**Problem statement**
Rescale the part of the material that opens with the line containing "of white glass" and runs through the end of the material. Reproduce every line of that part, requests unchanged, but multiply each bounding-box coordinate in the answers by 0.7 and round to the nearest whole number, with halves rounded up.

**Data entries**
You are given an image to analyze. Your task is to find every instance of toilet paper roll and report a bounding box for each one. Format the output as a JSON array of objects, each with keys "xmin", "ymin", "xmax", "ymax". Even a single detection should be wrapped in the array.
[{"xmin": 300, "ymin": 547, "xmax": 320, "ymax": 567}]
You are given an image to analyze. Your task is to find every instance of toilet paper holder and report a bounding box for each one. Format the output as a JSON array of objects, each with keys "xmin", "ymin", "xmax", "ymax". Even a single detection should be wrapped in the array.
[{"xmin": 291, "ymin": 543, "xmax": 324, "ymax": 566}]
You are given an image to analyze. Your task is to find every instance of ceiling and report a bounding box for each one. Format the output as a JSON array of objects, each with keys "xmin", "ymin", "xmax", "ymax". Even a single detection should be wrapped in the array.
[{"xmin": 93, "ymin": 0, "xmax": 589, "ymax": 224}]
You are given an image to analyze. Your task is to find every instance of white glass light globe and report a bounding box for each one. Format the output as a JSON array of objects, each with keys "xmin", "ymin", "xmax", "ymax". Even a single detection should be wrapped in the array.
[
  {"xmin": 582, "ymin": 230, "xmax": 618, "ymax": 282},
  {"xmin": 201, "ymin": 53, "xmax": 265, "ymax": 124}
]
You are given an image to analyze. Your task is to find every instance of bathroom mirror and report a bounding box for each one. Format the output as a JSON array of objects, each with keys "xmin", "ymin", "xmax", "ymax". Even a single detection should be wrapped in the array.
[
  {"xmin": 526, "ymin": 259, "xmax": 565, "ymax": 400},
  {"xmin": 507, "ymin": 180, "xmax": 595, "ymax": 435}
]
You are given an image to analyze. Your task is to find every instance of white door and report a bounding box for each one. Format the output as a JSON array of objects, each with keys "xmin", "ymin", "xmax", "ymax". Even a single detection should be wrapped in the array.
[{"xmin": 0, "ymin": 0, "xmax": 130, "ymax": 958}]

**Task response**
You are given an image to analyze. Your task is to find every instance of white glass light globe and report a bounding box for each one. Format the output as a JSON array of objects, each with keys "xmin", "ymin", "xmax", "ymax". Even a single detection should be wrapped in the array.
[
  {"xmin": 407, "ymin": 161, "xmax": 433, "ymax": 197},
  {"xmin": 141, "ymin": 37, "xmax": 186, "ymax": 87}
]
You are given an image to analyze. Your task is to find every instance of bathroom mirror and report a bounding box for each one. Format the output as a JSON array of objects, each with keys "xmin", "ymin", "xmax", "ymax". Even a single detection should be wrapped in the array.
[
  {"xmin": 368, "ymin": 181, "xmax": 396, "ymax": 280},
  {"xmin": 355, "ymin": 126, "xmax": 417, "ymax": 305}
]
You are given an image to analyze. Your task is to find every instance of white door and report a bounding box for each one. Format the output as a JSON array of objects, each with keys "xmin", "ymin", "xmax", "ymax". Even a single detection should be wrapped in the array.
[{"xmin": 0, "ymin": 0, "xmax": 91, "ymax": 671}]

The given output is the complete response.